◆ **Yazılı Soru 1**: Savaş uçağı projeleriyle ilgili metnin "Bu derece kapsamlı" sözcüklerini içeren kısımla açılıp "yılında uçuş gerçekleştirilmiştir." ile kapanan bölümünü, "Lockheed Martin" yerine "Northrop Grumman" koyarak yeniden yazın.
◆ **Yazılı Soru 2**: Savaş uçağı projeleriyle ilgili metne göre X-35A prototipi hangi yıl uçmuştur?
◆ **Yazılı Soru 3**: Savaş uçağı projeleriyle ilgili metinde verilen zaman çizelgesinde neden F-35 projesinin süreci esas alınmıştır? Bir ila üç cümleyle açıklayın.

◆ **Sağlanan Metin**:
Modern savaş uçaklarında olması istenen ve 5. Nesil özellikleri olarak adlandırılan özellikler ise şöyle sıralanabilir:

  • Stealth (radarda az görülme) özelliği
  • LIPR radar özelliği (pasif radarlar tarafından algılanmayı azaltan tipte radar)
  • Çok yüksek hızlara uygun gövde yapısı
  • İleri teknoloji avyonik sistemleri
  • Üst düzey komuta kontrol, iletişim-muhabere ve diğer siilahlarla beraber çalışabilecek network özelliği 
  • Silah sistemlerinin gövde içinde olması

Yukarıda sıralanan özelliklerin 5. Nesil özellikleri olduğu konusunda bir konsensus bulunmasa da yaygın görüş bu özelliklerin tamamının bulunduğu bir platformun bu şekilde adlandırılabileceği yönündedir. 

Klasik bir zaman çizelgesi

Bu derece kapsamlı ve uzun vadeli bir projede takvim büyük değişiklikler gösterse de genel anlamıyla izleyeceği aşamalar ve bu aşamaların yaklaşık alacağı süreler aşağıdaki şekilde özetlenebilir. Buradaki proje adımlarının her birisinin dış etkenlerin etkisine açık olduğu ve  süreci darbağaza sokabileceği de hatırdan çıkartılmamalıdır. Büyük ölçüde tamamlanmış güncel bir program olduğu için F-35 projesinin yaklaşık süreci esas alınmıştır:

  • Genel Tasarım Aşaması (Concept Demonstration Phase), 1997. Bu aşamada Boeing ve Lockheed Martin seçilmiştir.
  • X-35A prototipi tasarlanmış ve 2000 yılında uçuş gerçekleştirilmiştir.
  • 1 yıl süren 28 farklı test uçuşunun ardından sistem geliştirme aşamasına geçilmiştir.
  • Sistem Geliştirme ve Sunum (System Development and Demonstration SDD) aşamasında tüm savaş uçağı sistemi tasarlanır ve üretilir.
    • İtiş sistemleri- Uçuş sistemleri-Gövde entegrasyonu tamamlanır
    • Son montaj ve Kontroller (Final Assemby and Checkout, FACO)
    • Prototipin hangardan çıkması (2006)
  • Prototipin ilk test uçuşu (2006)
  • Yazılım güncellemeleri ve 17 bin saat uçuşun ardından SDD aşaması tamamlanır (2018)
  • Silahlı Kuvvetler bünyesinde 2011 yılından sonra çok çeşitli konfigürasyonlarda denenmiştir. Bu denemeler sırasında çok sayıda arıza, verimsizlik ve hatalı tasarım ortaya çıkmış ve çözümlenmiştir
  • Seri üretim 
  • İlgili ülke hava kuvvetleri envanterine giriş (2018)
  • Yeni görev ve uygulamalar için modifikasyon (Sürmekte)

◆ **Verilen Bilgiler**:
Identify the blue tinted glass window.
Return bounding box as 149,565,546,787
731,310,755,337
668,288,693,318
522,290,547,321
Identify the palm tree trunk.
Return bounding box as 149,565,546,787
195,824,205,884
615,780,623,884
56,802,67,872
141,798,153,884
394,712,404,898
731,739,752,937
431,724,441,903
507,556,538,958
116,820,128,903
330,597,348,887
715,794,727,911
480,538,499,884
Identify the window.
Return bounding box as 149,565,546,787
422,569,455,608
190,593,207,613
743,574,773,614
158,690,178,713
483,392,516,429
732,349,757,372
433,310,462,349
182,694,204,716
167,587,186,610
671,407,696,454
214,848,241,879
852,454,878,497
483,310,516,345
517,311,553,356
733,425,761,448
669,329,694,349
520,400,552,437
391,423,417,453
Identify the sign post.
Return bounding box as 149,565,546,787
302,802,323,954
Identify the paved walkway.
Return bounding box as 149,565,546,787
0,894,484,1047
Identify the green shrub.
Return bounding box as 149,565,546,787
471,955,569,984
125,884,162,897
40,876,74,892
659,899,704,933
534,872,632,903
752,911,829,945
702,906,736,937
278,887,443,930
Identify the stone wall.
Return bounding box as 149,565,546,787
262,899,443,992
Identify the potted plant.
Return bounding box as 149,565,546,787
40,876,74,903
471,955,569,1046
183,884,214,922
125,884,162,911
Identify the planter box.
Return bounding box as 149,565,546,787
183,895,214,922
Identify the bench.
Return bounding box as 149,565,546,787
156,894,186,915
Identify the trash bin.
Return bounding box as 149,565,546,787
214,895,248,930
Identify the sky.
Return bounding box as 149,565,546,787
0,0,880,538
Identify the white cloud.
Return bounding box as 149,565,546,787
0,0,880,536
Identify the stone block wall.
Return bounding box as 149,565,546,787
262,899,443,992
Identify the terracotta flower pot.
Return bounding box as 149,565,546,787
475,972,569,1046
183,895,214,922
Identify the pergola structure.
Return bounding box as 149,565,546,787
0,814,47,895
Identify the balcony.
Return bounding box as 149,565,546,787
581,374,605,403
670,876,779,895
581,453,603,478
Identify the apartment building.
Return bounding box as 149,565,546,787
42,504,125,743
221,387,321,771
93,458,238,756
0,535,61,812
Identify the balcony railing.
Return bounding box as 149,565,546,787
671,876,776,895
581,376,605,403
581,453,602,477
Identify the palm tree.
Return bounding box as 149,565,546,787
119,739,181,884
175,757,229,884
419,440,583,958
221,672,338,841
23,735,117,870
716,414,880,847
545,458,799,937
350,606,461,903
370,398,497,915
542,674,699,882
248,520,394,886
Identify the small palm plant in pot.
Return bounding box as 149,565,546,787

◆ **Görev Yanıtı 1**:
Bu derece kapsamlı ve uzun vadeli bir projede takvim büyük değişiklikler gösterse de genel anlamıyla izleyeceği aşamalar ve bu aşamaların yaklaşık alacağı süreler aşağıdaki şekilde özetlenebilir. Buradaki proje adımlarının her birisinin dış etkenlerin etkisine açık olduğu ve  süreci darbağaza sokabileceği de hatırdan çıkartılmamalıdır. Büyük ölçüde tamamlanmış güncel bir program olduğu için F-35 projesinin yaklaşık süreci esas alınmıştır:

  • Genel Tasarım Aşaması (Concept Demonstration Phase), 1997. Bu aşamada Boeing ve Northrop Grumman seçilmiştir.
  • X-35A prototipi tasarlanmış ve 2000 yılında uçuş gerçekleştirilmiştir.

◆ **Görev Yanıtı 2**: 2000 yılında.

◆ **Görev Yanıtı 3**: Zaman çizelgesinde F-35 projesinin süreci esas alınmıştır, çünkü bu proje büyük ölçüde tamamlanmış güncel bir programdır.